RECORDS PROVIDED -
Begin

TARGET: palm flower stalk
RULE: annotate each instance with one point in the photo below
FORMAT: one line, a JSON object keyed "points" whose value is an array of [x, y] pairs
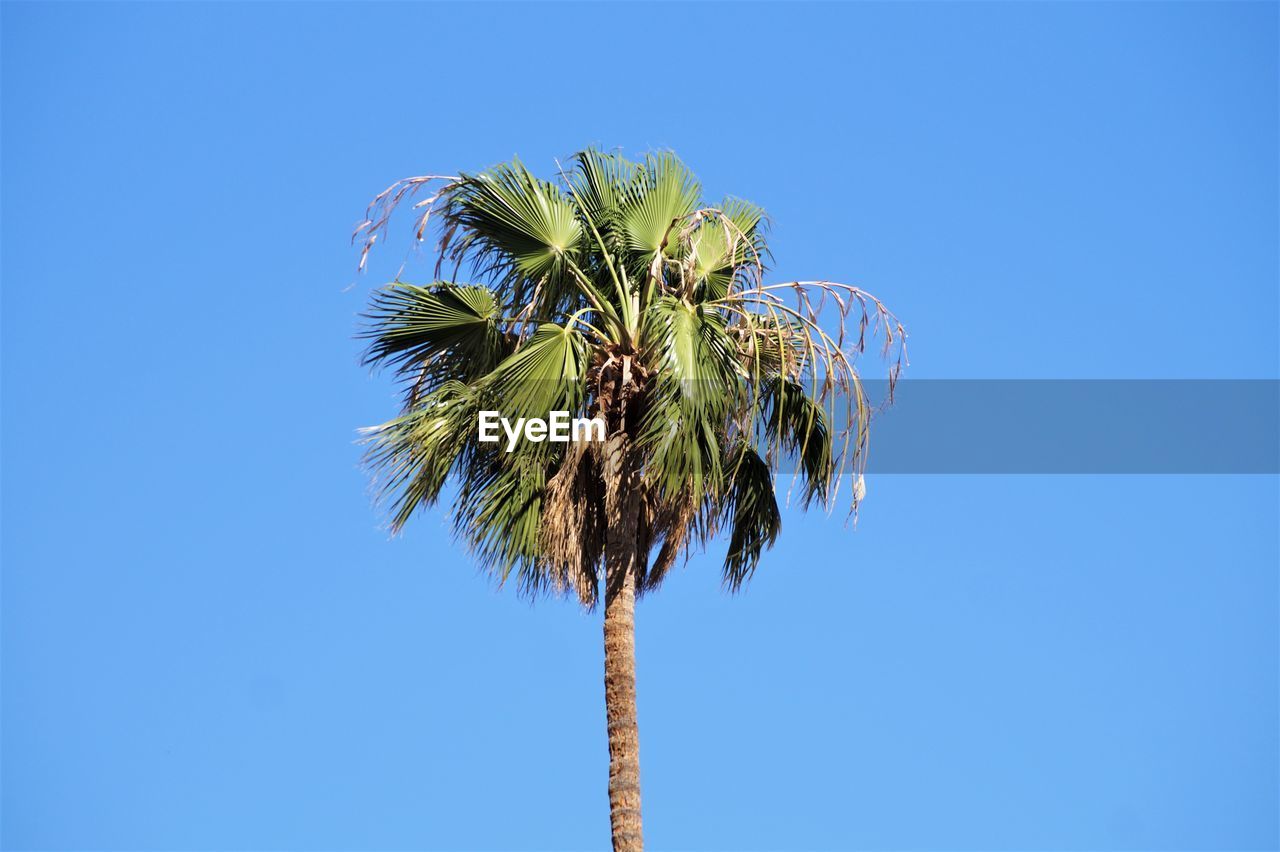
{"points": [[612, 292]]}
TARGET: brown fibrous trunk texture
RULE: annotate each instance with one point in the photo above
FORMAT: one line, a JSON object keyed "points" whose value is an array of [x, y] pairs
{"points": [[621, 558]]}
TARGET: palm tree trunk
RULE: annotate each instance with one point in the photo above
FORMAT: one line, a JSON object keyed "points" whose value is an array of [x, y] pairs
{"points": [[622, 503]]}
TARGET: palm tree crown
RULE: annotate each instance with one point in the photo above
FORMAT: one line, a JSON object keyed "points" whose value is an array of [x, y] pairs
{"points": [[615, 292], [618, 292]]}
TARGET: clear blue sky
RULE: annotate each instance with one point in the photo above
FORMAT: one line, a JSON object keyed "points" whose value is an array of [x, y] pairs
{"points": [[210, 644]]}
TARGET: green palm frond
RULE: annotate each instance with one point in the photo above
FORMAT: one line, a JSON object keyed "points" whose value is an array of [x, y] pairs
{"points": [[412, 456], [752, 512], [452, 326], [799, 425], [498, 512], [662, 193], [616, 291], [545, 374]]}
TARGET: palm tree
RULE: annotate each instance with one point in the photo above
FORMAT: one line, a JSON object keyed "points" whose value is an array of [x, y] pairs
{"points": [[616, 292]]}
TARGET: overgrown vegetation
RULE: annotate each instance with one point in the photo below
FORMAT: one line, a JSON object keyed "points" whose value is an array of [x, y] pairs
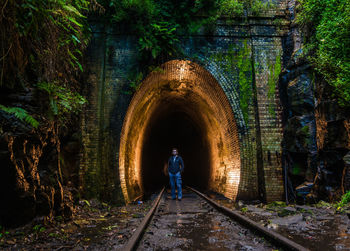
{"points": [[274, 73], [158, 24], [345, 201], [238, 60], [327, 33], [42, 42]]}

End

GIVEN EXERCISE - Will you repeat the material above, but only from the line containing "TARGET: overgrown vegetation" through its last line, exactly and without the pictures?

SOLVED PROBLEM -
TARGET: overgrown vegetation
RULE: annotate each instance with one point in the photo below
FORMAT: one line, a JSON object keyed "points" whose value is an array of [x, y] pairs
{"points": [[274, 73], [158, 24], [345, 201], [238, 60], [327, 33], [42, 42]]}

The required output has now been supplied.